→ **What is expected**: Within the records, which lines hold the string "cookware"? Report each one by copying it.
======== Data to use ========
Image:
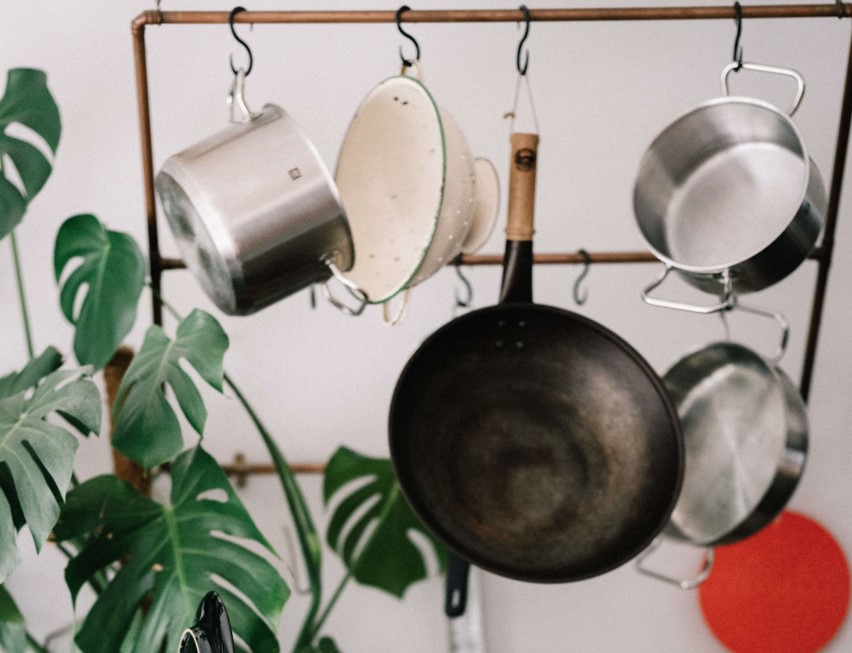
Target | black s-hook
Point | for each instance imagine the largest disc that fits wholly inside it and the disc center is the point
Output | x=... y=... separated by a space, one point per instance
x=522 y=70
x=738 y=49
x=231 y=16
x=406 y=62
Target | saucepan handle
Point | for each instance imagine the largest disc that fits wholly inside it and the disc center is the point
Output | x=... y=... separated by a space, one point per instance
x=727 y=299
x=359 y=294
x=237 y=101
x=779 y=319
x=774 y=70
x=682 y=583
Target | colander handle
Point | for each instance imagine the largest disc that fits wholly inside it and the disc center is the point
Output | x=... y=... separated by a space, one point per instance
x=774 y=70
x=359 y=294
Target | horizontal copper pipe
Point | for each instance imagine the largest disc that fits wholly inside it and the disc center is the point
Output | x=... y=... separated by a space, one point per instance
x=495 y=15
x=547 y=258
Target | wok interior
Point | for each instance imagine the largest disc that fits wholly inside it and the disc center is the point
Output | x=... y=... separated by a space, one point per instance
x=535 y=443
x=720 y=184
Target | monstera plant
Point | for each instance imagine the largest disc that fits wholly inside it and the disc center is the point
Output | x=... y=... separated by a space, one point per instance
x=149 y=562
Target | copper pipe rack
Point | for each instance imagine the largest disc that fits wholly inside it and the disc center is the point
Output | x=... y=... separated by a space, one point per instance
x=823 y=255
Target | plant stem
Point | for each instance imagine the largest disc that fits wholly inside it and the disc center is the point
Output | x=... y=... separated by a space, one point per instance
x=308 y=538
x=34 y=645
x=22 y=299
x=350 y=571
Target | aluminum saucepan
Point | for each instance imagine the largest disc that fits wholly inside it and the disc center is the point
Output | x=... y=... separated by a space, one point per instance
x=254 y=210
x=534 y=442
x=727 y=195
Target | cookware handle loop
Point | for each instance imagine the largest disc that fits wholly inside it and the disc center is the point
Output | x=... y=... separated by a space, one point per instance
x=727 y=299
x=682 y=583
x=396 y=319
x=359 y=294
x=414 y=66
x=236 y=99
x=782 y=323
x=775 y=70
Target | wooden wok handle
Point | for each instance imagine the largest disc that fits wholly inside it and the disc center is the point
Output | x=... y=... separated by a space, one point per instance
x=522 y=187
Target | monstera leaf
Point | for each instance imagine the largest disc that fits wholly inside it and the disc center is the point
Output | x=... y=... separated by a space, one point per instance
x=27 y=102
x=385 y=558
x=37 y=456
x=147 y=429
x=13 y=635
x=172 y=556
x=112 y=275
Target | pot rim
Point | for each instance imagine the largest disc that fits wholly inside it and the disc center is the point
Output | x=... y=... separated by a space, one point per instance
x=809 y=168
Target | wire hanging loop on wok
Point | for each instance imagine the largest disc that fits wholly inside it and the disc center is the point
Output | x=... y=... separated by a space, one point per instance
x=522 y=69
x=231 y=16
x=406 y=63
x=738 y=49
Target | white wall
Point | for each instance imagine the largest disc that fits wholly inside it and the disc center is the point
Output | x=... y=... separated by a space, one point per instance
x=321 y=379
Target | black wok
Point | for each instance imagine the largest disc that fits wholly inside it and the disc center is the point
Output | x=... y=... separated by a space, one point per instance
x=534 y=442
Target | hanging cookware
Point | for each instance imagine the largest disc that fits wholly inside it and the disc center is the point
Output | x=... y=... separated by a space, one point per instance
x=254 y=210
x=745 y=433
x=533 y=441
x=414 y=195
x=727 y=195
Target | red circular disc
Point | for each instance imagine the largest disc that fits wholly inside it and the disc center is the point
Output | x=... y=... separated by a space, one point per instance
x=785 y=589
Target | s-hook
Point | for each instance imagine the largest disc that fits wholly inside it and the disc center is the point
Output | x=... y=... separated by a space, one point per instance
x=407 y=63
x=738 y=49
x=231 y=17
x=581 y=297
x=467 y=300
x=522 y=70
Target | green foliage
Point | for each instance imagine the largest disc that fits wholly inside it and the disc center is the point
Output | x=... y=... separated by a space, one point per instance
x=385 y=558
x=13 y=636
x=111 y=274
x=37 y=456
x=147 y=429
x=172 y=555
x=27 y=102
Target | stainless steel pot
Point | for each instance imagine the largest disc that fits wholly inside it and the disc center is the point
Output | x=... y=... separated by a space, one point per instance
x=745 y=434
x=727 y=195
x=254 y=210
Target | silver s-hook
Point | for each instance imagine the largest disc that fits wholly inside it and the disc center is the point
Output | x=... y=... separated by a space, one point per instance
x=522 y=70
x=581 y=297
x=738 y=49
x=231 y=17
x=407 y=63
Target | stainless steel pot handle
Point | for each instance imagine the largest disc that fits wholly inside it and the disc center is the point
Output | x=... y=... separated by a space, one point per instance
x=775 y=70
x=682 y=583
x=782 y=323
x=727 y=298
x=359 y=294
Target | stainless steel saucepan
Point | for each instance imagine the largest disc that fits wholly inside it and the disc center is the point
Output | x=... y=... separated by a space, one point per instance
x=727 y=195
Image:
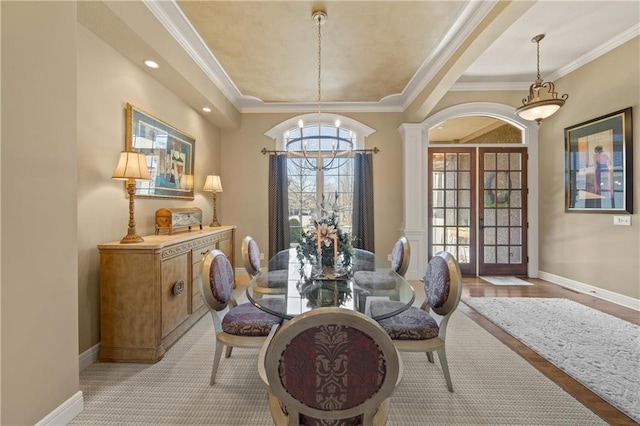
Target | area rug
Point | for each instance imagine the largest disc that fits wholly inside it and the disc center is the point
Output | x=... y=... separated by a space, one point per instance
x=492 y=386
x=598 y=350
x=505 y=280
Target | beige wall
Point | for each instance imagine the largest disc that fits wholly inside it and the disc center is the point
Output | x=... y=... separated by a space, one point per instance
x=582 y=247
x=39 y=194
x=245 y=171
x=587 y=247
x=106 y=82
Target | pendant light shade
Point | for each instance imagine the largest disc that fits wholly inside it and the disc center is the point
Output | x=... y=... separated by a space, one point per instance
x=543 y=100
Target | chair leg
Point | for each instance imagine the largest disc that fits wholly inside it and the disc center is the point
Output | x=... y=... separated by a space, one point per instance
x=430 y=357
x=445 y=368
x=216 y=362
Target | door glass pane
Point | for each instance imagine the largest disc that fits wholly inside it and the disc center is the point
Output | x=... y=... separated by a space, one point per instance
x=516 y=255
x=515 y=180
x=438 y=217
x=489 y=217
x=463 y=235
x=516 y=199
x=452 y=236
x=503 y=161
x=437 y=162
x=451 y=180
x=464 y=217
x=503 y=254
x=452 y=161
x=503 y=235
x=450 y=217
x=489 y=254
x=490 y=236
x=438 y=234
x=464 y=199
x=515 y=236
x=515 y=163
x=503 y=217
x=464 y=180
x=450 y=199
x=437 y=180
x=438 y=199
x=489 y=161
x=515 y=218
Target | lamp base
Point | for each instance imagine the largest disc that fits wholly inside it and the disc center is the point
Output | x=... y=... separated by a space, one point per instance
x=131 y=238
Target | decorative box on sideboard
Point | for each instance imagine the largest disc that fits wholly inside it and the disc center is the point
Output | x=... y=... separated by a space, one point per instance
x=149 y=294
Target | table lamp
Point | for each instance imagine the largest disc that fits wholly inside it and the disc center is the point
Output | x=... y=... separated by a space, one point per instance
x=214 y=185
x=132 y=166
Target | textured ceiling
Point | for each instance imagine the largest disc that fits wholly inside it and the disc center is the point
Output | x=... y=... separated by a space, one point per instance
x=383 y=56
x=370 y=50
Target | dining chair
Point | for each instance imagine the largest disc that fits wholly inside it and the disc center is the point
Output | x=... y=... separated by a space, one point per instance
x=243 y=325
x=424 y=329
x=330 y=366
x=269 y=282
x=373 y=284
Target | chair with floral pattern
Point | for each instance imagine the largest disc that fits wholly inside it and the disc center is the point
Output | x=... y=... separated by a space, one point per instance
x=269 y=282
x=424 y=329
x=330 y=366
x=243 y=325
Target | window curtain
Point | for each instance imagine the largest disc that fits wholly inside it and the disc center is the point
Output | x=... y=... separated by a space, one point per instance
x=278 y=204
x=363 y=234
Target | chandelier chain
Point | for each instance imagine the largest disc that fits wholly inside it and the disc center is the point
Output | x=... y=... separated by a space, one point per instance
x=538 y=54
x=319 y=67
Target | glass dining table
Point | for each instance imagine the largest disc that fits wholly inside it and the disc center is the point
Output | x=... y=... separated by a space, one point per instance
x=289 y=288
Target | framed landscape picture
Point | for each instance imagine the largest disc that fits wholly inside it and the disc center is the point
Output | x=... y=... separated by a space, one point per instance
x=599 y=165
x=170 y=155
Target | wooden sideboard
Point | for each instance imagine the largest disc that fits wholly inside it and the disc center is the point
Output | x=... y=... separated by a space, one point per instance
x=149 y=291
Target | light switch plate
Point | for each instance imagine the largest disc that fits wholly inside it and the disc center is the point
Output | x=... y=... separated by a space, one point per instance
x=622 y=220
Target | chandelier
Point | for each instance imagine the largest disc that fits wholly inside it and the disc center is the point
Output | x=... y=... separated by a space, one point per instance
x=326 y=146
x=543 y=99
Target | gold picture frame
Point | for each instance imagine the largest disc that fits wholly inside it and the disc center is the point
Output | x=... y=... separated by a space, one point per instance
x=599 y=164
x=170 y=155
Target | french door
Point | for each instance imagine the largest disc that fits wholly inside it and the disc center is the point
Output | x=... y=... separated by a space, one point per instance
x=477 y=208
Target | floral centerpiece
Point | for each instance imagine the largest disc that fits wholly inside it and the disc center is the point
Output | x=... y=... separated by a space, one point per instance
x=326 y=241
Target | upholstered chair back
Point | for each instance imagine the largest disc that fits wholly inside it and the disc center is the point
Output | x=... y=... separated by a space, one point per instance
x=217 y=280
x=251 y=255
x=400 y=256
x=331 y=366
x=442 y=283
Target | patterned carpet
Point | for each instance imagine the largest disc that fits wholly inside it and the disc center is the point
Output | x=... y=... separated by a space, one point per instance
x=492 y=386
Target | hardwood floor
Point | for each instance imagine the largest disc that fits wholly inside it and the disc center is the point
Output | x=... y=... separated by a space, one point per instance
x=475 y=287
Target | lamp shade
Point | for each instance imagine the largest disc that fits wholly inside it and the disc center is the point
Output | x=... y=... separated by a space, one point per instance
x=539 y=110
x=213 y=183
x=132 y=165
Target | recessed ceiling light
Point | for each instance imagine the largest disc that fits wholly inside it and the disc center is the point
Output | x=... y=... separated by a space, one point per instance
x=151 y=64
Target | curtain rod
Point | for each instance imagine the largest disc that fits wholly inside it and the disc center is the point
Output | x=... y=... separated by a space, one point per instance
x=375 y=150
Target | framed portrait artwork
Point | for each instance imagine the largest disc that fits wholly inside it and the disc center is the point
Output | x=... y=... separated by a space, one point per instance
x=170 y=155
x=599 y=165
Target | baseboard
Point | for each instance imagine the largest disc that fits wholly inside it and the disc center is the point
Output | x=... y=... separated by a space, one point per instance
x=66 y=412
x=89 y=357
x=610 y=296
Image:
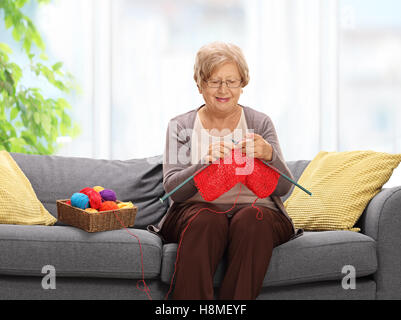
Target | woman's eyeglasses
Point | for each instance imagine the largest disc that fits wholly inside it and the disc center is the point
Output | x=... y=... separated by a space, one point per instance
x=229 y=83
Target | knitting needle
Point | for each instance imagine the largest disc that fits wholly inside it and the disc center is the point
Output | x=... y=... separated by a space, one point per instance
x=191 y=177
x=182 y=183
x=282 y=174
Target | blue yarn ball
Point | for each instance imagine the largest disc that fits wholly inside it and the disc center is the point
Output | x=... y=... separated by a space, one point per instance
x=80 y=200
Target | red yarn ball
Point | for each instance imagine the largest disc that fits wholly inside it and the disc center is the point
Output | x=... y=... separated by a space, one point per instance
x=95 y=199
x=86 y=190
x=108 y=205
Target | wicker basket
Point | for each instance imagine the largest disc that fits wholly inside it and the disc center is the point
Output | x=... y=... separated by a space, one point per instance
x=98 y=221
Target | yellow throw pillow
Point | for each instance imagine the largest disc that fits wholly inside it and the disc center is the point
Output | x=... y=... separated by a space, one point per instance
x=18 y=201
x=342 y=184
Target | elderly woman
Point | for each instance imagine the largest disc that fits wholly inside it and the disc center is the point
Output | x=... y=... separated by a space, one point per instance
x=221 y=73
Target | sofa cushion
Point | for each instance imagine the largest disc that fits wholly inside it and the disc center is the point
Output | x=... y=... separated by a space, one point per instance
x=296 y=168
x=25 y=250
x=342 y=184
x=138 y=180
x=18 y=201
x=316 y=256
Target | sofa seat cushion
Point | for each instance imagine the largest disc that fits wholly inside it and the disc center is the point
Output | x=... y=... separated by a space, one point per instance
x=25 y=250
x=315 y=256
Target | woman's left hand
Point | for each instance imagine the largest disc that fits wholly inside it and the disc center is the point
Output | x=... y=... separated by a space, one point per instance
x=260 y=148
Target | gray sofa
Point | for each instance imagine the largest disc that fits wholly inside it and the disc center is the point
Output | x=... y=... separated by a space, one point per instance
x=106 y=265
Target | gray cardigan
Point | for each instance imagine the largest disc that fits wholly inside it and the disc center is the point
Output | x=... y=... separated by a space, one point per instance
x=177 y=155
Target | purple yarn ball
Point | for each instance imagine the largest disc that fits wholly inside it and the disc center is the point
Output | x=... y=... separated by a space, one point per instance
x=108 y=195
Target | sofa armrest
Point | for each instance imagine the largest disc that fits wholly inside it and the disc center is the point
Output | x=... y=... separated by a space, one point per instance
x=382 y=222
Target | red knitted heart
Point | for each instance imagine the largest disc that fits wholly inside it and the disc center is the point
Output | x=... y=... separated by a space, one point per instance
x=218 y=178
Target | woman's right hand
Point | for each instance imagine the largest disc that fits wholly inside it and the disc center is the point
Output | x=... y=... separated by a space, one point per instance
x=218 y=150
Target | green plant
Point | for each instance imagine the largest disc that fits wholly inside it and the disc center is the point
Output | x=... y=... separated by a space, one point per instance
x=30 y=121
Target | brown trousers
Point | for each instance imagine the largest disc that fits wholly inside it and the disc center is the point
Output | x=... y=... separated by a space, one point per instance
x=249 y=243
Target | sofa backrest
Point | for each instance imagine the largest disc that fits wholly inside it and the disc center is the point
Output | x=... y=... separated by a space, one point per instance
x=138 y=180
========
→ **Response**:
Target | cookware handle loop
Target | hanging cookware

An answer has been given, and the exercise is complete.